Content

Speaker

Ali Naseh

Abstract

Generative model leaderboards have become a widely used way for developers and practitioners to discover and adopt state-of-the-art models across modalities such as text, audio, and images. In this talk, I will show that despite their importance, leaderboard infrastructures introduce an underexplored attack surface that enables adversaries to distribute malicious models at scale and manipulate rankings with minimal resources.In the first part, I present TrojanClimb, a general attack framework showing how adversaries can insert malicious behaviors such as backdoors, bias injection, or harmful triggers while still achieving top leaderboard performance. Across benchmark-based and voting-based leaderboards, we demonstrate that poisoned models can quietly rise in rank, inherit trust from popular models, and reach large numbers of unsuspecting users. Our results span four modalities: text embedding, text generation, text to speech, and text to image.In the second part, I present our systematic study of deanonymization attacks on text-to-image leaderboards. We show that generations from each model form tight, well-separated clusters in modern embedding spaces, enabling near-perfect identification of the generating model without prompt control or training data. This breaks the core anonymity assumption in voting based T2I leaderboards and enables strategic vote manipulation.

================================

EXERCISE GOAL: Continue the talk abstract on generative model leaderboards, starting right after its last sentence. The rows play no part in this.

Raw records:
================================

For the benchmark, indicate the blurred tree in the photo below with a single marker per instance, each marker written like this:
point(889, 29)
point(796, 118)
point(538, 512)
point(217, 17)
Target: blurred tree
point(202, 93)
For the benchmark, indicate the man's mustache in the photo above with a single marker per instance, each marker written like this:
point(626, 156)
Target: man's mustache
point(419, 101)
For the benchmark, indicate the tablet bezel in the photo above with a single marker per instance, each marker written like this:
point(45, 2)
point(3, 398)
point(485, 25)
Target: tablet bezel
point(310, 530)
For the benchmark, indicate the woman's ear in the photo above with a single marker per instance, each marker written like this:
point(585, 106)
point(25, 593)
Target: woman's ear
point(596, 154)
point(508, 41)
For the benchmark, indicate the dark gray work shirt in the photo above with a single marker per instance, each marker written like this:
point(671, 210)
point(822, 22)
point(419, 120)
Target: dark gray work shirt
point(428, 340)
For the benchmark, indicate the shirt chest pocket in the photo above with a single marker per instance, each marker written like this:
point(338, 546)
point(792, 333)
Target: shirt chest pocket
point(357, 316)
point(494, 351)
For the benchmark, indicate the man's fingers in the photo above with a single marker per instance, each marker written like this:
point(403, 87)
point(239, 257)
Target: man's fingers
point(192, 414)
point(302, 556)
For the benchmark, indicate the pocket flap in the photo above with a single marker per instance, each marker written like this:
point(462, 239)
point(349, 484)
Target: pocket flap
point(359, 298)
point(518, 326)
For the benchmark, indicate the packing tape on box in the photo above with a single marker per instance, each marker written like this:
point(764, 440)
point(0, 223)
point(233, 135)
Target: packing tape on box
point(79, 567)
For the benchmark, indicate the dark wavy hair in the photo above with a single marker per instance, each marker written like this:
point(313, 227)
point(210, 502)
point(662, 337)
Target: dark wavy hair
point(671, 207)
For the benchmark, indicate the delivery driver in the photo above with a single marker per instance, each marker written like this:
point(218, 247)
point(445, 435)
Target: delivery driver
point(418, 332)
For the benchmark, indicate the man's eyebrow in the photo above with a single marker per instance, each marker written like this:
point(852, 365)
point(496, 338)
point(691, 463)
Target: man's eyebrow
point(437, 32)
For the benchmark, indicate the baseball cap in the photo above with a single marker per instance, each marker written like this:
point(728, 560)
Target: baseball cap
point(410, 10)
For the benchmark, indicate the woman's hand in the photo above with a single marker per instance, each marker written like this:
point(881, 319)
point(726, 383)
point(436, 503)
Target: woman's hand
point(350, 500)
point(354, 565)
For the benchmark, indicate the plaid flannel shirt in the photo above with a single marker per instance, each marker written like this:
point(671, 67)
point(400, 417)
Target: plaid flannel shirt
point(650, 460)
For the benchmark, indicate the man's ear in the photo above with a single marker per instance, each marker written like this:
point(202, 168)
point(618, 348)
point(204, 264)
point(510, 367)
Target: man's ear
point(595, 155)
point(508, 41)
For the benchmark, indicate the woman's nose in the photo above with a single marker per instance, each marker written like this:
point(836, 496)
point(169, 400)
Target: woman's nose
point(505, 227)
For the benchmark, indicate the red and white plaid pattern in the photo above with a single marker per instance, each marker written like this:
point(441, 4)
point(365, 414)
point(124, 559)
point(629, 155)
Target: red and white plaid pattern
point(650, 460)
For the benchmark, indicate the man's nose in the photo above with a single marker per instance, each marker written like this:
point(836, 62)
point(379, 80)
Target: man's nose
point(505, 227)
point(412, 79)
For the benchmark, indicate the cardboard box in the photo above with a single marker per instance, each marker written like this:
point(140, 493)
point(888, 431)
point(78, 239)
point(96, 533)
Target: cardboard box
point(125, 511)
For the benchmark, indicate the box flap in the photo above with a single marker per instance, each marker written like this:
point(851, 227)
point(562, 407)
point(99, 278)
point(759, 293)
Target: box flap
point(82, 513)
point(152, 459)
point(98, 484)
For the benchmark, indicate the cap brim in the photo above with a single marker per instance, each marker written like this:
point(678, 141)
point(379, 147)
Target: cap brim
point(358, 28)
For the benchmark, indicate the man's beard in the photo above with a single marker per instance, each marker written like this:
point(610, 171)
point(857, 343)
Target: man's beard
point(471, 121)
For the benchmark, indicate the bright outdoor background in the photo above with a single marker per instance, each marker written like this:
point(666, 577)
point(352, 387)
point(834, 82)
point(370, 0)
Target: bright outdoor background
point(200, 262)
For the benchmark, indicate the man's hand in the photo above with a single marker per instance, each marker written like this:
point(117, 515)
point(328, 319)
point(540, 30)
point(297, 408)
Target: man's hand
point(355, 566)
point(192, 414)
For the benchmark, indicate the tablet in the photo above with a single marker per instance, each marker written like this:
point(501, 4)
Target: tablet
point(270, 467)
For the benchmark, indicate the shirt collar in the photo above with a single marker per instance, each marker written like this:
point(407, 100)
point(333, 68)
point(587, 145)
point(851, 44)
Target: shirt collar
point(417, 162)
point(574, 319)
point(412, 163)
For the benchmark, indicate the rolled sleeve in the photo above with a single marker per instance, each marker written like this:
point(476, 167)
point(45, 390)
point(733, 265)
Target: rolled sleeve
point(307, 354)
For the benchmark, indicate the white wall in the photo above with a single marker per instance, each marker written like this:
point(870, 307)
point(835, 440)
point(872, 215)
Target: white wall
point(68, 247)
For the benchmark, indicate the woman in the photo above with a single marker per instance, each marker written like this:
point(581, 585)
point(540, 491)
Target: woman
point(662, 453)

================================

THE RESULT:
Bio

Ali Naseh is a PhD candidate in Computer Science at the University of Massachusetts Amherst, advised by Prof. Amir Houmansadr. His research focuses on the security and privacy of large generative models. His work has appeared in leading security and privacy venues, including USENIX Security, ACM CCS (where he received a Distinguished Paper Award), and the IEEE Symposium on Security and Privacy (S&P). Ali has also completed a research internship at Oracle, working on privacy-preserving machine learning.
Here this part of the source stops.